» TO BE DONE
Please count the lines of the records below that contain the string "Provide", matching case exactly, and reply with the number alone.

» RECORD LIST
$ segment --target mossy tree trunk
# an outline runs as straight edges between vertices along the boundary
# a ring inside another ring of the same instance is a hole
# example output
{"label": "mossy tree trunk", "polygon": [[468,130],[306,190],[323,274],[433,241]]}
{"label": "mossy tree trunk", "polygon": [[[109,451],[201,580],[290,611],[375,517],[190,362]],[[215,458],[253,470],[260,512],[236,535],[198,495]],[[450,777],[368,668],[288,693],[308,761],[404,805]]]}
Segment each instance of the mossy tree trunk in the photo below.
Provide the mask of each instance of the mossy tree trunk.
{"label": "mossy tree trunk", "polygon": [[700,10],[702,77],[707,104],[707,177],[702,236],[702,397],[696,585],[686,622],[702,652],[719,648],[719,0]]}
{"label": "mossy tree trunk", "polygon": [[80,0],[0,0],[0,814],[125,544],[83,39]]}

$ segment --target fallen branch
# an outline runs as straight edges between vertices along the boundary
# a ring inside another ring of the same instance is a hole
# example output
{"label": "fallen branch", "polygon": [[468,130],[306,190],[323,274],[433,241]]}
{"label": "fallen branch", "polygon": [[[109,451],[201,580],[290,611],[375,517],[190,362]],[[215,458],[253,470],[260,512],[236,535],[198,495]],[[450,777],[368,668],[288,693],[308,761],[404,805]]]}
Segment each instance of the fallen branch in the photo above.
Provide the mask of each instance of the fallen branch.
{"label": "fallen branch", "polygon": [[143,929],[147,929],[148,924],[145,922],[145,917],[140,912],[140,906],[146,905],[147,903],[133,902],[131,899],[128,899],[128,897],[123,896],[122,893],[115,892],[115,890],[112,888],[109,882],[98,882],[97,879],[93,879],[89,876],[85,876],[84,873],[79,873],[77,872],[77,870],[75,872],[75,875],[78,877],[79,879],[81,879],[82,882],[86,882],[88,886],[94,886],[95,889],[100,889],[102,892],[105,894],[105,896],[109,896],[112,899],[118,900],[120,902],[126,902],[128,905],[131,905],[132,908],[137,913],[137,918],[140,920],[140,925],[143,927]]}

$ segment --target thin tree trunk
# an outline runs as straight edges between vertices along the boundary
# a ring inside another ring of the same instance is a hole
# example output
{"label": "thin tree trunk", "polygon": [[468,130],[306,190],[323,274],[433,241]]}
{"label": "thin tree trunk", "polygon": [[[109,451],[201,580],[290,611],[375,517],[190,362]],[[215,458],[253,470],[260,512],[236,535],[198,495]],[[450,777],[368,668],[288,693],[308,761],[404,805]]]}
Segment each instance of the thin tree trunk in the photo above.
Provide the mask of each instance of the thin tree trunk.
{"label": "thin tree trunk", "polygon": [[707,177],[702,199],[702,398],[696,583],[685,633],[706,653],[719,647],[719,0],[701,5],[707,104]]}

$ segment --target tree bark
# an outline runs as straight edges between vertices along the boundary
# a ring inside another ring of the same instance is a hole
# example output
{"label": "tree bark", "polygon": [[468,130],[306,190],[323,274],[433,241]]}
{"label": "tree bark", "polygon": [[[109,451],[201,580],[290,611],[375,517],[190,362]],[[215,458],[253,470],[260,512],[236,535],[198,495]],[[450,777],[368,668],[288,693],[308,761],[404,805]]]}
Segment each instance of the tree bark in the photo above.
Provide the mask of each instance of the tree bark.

» WRITTEN REPLY
4